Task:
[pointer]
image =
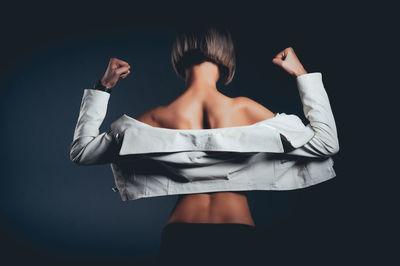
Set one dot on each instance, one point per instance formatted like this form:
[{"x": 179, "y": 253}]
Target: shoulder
[
  {"x": 151, "y": 116},
  {"x": 255, "y": 111}
]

* **GOAL**:
Render the items above as a JSON list of strings, with one string for each line and blank lines omitted, and leave the pictures out.

* **SOLUTION TO THIS TASK**:
[
  "Task:",
  "[pointer]",
  "image =",
  "Set one dot on each instance, one point per instance formatted like this form:",
  "[{\"x\": 179, \"y\": 253}]",
  "Target: shoulder",
  "[",
  "  {\"x\": 151, \"y\": 116},",
  "  {\"x\": 255, \"y\": 111}",
  "]"
]